### DO THIS:
Can you render every line of the listing below as a numbered list, dropping any blank lines?

### Rows from a box-labeling dataset:
***

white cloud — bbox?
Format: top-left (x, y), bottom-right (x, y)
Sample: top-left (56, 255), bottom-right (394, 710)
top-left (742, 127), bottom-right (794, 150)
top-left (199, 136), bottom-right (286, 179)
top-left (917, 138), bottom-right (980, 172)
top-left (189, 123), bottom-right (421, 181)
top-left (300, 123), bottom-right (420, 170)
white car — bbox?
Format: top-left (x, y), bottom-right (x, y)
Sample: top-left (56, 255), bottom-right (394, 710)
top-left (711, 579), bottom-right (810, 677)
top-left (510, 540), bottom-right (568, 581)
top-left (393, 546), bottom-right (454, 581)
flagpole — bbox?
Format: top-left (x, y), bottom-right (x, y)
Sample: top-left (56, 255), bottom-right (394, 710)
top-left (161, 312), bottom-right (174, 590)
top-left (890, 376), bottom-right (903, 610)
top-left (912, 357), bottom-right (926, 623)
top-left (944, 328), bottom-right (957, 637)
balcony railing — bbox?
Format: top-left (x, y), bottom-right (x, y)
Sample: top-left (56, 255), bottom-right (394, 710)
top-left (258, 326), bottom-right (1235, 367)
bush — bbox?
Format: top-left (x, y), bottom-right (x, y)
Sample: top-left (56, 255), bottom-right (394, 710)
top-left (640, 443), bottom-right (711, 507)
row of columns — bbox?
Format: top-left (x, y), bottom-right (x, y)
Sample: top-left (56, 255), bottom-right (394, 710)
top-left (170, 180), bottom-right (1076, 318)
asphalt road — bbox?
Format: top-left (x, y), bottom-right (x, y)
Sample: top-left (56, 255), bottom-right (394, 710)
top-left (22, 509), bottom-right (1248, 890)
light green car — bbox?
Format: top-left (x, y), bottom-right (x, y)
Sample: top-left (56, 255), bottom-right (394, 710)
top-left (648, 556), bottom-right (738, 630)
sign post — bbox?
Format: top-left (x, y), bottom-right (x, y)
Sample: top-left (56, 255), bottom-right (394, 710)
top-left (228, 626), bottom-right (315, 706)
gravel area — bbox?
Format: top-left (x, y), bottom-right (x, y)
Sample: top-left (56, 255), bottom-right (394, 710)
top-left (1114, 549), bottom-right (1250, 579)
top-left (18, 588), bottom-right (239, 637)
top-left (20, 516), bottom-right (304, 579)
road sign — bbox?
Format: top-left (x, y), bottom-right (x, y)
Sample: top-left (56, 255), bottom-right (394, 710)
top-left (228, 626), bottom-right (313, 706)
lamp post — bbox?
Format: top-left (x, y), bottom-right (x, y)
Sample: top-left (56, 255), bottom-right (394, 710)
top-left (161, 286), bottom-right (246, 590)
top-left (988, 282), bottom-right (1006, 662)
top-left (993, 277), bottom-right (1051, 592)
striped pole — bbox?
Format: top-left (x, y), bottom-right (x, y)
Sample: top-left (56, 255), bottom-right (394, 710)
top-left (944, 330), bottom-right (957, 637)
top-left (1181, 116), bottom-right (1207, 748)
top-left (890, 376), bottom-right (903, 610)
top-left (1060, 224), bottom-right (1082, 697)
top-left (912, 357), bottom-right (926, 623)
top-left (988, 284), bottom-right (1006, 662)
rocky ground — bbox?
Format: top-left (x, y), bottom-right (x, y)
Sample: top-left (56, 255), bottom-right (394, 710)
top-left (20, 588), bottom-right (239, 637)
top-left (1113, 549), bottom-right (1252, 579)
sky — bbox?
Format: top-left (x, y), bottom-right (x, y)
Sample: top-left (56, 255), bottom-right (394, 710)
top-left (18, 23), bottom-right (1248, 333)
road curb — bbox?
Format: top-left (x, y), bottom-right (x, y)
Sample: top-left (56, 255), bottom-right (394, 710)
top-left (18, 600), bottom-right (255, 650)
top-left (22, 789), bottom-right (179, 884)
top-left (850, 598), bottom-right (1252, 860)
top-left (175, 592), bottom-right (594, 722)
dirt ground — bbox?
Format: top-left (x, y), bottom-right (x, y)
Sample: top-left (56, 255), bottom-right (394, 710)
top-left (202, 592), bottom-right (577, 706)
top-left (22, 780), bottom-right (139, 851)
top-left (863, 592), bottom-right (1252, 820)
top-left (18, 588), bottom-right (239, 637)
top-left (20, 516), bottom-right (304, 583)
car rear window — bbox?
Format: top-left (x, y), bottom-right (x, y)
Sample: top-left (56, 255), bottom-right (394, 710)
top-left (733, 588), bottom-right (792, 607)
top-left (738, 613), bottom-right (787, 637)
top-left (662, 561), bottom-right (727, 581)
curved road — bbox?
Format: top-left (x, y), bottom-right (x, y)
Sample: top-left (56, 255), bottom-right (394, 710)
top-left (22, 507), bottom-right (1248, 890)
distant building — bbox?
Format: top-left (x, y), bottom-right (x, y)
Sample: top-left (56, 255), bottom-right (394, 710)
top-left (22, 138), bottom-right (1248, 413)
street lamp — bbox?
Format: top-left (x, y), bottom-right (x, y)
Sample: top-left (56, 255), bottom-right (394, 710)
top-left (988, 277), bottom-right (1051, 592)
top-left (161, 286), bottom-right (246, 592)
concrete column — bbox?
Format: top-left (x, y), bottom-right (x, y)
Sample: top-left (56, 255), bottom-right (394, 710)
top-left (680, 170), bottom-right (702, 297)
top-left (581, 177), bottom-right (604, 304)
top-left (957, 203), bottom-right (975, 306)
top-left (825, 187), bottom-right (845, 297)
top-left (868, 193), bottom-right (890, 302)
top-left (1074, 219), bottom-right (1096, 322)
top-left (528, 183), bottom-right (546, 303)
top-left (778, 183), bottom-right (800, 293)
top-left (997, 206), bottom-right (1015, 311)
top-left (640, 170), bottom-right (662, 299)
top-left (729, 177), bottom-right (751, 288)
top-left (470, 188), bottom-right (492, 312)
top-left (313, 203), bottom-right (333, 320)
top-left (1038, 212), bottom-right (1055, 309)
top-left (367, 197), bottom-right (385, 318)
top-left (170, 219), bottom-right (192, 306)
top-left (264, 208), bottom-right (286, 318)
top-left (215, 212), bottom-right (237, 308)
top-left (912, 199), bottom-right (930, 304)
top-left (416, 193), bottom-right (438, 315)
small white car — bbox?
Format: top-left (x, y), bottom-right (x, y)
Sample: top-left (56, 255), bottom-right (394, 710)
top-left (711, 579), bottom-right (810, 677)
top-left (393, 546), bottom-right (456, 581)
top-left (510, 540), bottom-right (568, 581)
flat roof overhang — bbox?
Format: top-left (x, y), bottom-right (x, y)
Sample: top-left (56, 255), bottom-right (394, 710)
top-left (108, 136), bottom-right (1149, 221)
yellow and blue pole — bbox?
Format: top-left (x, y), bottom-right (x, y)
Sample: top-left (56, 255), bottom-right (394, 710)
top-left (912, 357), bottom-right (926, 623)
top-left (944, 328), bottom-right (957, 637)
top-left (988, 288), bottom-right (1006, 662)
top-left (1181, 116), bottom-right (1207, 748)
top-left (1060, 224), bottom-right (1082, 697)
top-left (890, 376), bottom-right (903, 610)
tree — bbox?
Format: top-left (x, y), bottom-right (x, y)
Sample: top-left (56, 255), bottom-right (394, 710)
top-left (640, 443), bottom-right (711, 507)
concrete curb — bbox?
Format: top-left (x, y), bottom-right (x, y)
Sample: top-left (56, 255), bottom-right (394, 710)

***

### ANSWER TO THIS PROBLEM:
1. white cloud — bbox?
2. Format: top-left (x, y), bottom-right (x, y)
3. Sample: top-left (56, 255), bottom-right (394, 710)
4. top-left (742, 127), bottom-right (794, 150)
5. top-left (199, 136), bottom-right (286, 179)
6. top-left (917, 138), bottom-right (980, 172)
7. top-left (189, 123), bottom-right (421, 181)
8. top-left (300, 123), bottom-right (420, 170)
9. white car — bbox?
10. Format: top-left (x, y), bottom-right (x, y)
11. Sample: top-left (56, 255), bottom-right (394, 710)
12. top-left (711, 579), bottom-right (810, 677)
13. top-left (510, 540), bottom-right (568, 581)
14. top-left (393, 546), bottom-right (454, 581)
15. flagpole — bbox?
16. Format: top-left (x, y), bottom-right (x, y)
17. Sample: top-left (56, 255), bottom-right (394, 710)
18. top-left (161, 312), bottom-right (174, 590)
19. top-left (890, 376), bottom-right (903, 610)
20. top-left (912, 357), bottom-right (926, 623)
21. top-left (944, 328), bottom-right (957, 637)
22. balcony railing — bbox?
23. Format: top-left (x, y), bottom-right (x, y)
24. Sample: top-left (56, 255), bottom-right (394, 710)
25. top-left (258, 326), bottom-right (1235, 367)
26. bush — bbox?
27. Format: top-left (x, y), bottom-right (x, y)
28. Sample: top-left (56, 255), bottom-right (394, 710)
29. top-left (640, 443), bottom-right (711, 507)
30. row of columns — bbox?
31. Format: top-left (x, y), bottom-right (x, y)
32. Sample: top-left (56, 255), bottom-right (394, 710)
33. top-left (170, 180), bottom-right (1076, 318)
34. asphalt road — bbox?
35. Format: top-left (x, y), bottom-right (x, y)
36. Sample: top-left (56, 255), bottom-right (394, 710)
37. top-left (22, 509), bottom-right (1248, 890)
38. light green car — bbox?
39. Format: top-left (x, y), bottom-right (x, y)
40. Sample: top-left (56, 255), bottom-right (394, 710)
41. top-left (648, 556), bottom-right (738, 630)
42. sign post — bbox?
43. Format: top-left (x, y), bottom-right (x, y)
44. Sample: top-left (56, 255), bottom-right (394, 710)
45. top-left (228, 626), bottom-right (315, 706)
46. gravel area — bbox?
47. Format: top-left (x, y), bottom-right (x, y)
48. Sample: top-left (56, 255), bottom-right (394, 710)
49. top-left (1114, 549), bottom-right (1250, 579)
50. top-left (18, 588), bottom-right (239, 637)
51. top-left (20, 516), bottom-right (304, 579)
52. road sign — bbox?
53. Format: top-left (x, y), bottom-right (x, y)
54. Sample: top-left (56, 255), bottom-right (394, 710)
55. top-left (228, 626), bottom-right (313, 706)
56. lamp post — bbox?
57. Format: top-left (x, y), bottom-right (x, y)
58. Sample: top-left (56, 255), bottom-right (394, 710)
59. top-left (161, 286), bottom-right (246, 590)
60. top-left (988, 282), bottom-right (1006, 662)
61. top-left (993, 277), bottom-right (1051, 592)
62. striped pole — bbox?
63. Format: top-left (x, y), bottom-right (x, y)
64. Sample: top-left (56, 255), bottom-right (394, 710)
65. top-left (944, 330), bottom-right (957, 637)
66. top-left (1181, 116), bottom-right (1207, 748)
67. top-left (890, 376), bottom-right (903, 610)
68. top-left (1060, 224), bottom-right (1082, 697)
69. top-left (912, 357), bottom-right (926, 623)
70. top-left (988, 284), bottom-right (1006, 662)
71. rocky ground — bbox?
72. Format: top-left (x, y), bottom-right (x, y)
73. Sample: top-left (56, 255), bottom-right (394, 710)
74. top-left (20, 588), bottom-right (239, 637)
75. top-left (1113, 549), bottom-right (1252, 579)
76. sky — bbox?
77. Format: top-left (x, y), bottom-right (x, y)
78. Sample: top-left (56, 255), bottom-right (394, 710)
79. top-left (18, 23), bottom-right (1248, 333)
80. road curb — bbox?
81. Format: top-left (x, y), bottom-right (x, y)
82. Sample: top-left (56, 255), bottom-right (394, 710)
83. top-left (18, 600), bottom-right (255, 650)
84. top-left (22, 789), bottom-right (179, 884)
85. top-left (850, 598), bottom-right (1252, 860)
86. top-left (175, 592), bottom-right (594, 722)
87. dirt ground — bbox?
88. Format: top-left (x, y), bottom-right (x, y)
89. Sample: top-left (56, 255), bottom-right (394, 710)
90. top-left (202, 592), bottom-right (577, 706)
91. top-left (22, 780), bottom-right (139, 851)
92. top-left (863, 592), bottom-right (1252, 820)
93. top-left (18, 588), bottom-right (239, 637)
94. top-left (20, 516), bottom-right (304, 583)
95. car rear window — bbox?
96. Format: top-left (x, y), bottom-right (x, y)
97. Sample: top-left (56, 255), bottom-right (394, 710)
98. top-left (733, 588), bottom-right (792, 607)
99. top-left (738, 613), bottom-right (787, 637)
100. top-left (662, 561), bottom-right (727, 581)
101. curved road — bbox?
102. Format: top-left (x, y), bottom-right (x, y)
103. Sample: top-left (56, 255), bottom-right (394, 710)
104. top-left (22, 507), bottom-right (1248, 890)
105. distant building — bbox?
106. Format: top-left (x, y), bottom-right (x, y)
107. Sample: top-left (56, 255), bottom-right (394, 710)
108. top-left (22, 138), bottom-right (1248, 413)
109. street lamp — bbox?
110. Format: top-left (x, y), bottom-right (x, y)
111. Sample: top-left (56, 255), bottom-right (394, 710)
112. top-left (988, 277), bottom-right (1051, 592)
113. top-left (161, 286), bottom-right (246, 592)
114. concrete column — bbox?
115. Format: top-left (x, y), bottom-right (x, y)
116. Sample: top-left (56, 255), bottom-right (394, 710)
117. top-left (680, 170), bottom-right (702, 297)
118. top-left (581, 177), bottom-right (604, 304)
119. top-left (957, 203), bottom-right (975, 306)
120. top-left (825, 187), bottom-right (845, 297)
121. top-left (868, 193), bottom-right (890, 302)
122. top-left (1074, 219), bottom-right (1096, 322)
123. top-left (528, 183), bottom-right (546, 303)
124. top-left (778, 183), bottom-right (800, 293)
125. top-left (997, 206), bottom-right (1015, 311)
126. top-left (640, 170), bottom-right (662, 299)
127. top-left (729, 177), bottom-right (751, 288)
128. top-left (470, 188), bottom-right (492, 312)
129. top-left (313, 203), bottom-right (333, 320)
130. top-left (1038, 212), bottom-right (1055, 309)
131. top-left (367, 197), bottom-right (385, 318)
132. top-left (170, 219), bottom-right (192, 306)
133. top-left (264, 208), bottom-right (286, 318)
134. top-left (215, 212), bottom-right (237, 308)
135. top-left (912, 199), bottom-right (930, 304)
136. top-left (416, 193), bottom-right (438, 315)
137. small white car — bbox?
138. Format: top-left (x, y), bottom-right (x, y)
139. Sample: top-left (56, 255), bottom-right (394, 710)
140. top-left (711, 579), bottom-right (810, 677)
141. top-left (393, 546), bottom-right (456, 581)
142. top-left (510, 540), bottom-right (568, 581)
143. flat roof overhang — bbox?
144. Format: top-left (x, y), bottom-right (x, y)
145. Sample: top-left (56, 255), bottom-right (394, 710)
146. top-left (108, 136), bottom-right (1149, 221)
147. yellow and blue pole — bbox?
148. Format: top-left (x, y), bottom-right (x, y)
149. Sample: top-left (56, 255), bottom-right (394, 710)
150. top-left (912, 357), bottom-right (926, 623)
151. top-left (944, 328), bottom-right (957, 637)
152. top-left (988, 288), bottom-right (1006, 662)
153. top-left (1181, 116), bottom-right (1207, 748)
154. top-left (1060, 224), bottom-right (1082, 697)
155. top-left (890, 376), bottom-right (903, 610)
156. tree — bbox?
157. Format: top-left (x, y), bottom-right (x, y)
158. Sample: top-left (56, 255), bottom-right (394, 710)
159. top-left (640, 443), bottom-right (711, 507)
160. concrete curb — bbox?
161. Format: top-left (x, y), bottom-right (x, y)
162. Sample: top-left (56, 255), bottom-right (394, 710)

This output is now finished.